** About this task **
Every record must be repeated exactly; omit any pictures they contain.

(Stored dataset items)
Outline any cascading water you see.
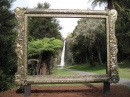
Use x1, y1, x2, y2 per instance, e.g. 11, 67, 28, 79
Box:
59, 40, 66, 67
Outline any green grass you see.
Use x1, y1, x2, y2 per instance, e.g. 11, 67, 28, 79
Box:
118, 61, 130, 79
66, 63, 106, 74
66, 61, 130, 79
51, 68, 77, 75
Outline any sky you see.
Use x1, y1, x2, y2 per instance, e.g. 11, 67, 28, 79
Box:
11, 0, 105, 38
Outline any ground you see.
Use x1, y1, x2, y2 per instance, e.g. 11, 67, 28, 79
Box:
0, 84, 130, 97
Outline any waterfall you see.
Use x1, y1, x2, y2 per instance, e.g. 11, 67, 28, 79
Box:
59, 40, 66, 67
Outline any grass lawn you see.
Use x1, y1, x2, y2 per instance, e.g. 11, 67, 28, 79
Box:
66, 61, 130, 79
118, 61, 130, 79
51, 68, 77, 75
66, 63, 106, 74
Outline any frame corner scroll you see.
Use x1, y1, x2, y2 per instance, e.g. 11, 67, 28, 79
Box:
109, 9, 119, 83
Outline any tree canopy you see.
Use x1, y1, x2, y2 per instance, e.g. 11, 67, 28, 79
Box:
0, 0, 17, 91
28, 37, 63, 58
91, 0, 114, 9
28, 3, 62, 41
91, 0, 130, 61
70, 18, 106, 65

** Problem solution **
Outline any cascading water you see.
Use x1, y1, x2, y2 per instance, e.g. 11, 67, 28, 79
Box:
59, 40, 66, 67
Outline any green grass you see.
Use x1, y1, x2, y2 per instance, e.g. 11, 67, 28, 79
Box:
118, 61, 130, 79
66, 63, 106, 74
66, 61, 130, 79
51, 68, 77, 75
Outline any sky you see.
Use x1, y1, x2, y2 per instance, e.g. 11, 67, 28, 79
Box:
11, 0, 105, 38
Outline any ground you see.
Use x1, y1, x2, y2 per instance, e.g. 11, 67, 28, 79
Box:
0, 84, 130, 97
Outline any waterfall you see.
Use x1, y1, x2, y2 per instance, e.g. 11, 67, 28, 79
Box:
59, 40, 66, 67
Outline any grass lawn you see.
Use x1, y1, x2, y2 per instance, e.g. 11, 67, 28, 79
Box:
66, 61, 130, 79
118, 61, 130, 79
51, 68, 77, 75
66, 63, 106, 74
Outline any frame corner scroll you see.
Use x1, y1, x2, y2 per instance, e.g. 11, 67, 28, 79
Box:
109, 9, 119, 83
Outline any tree canopy you see.
Use x1, y1, x2, y2 per instance, e.g. 11, 67, 28, 79
Box:
0, 0, 17, 91
28, 37, 63, 58
91, 0, 114, 9
28, 3, 62, 41
91, 0, 130, 61
70, 18, 106, 65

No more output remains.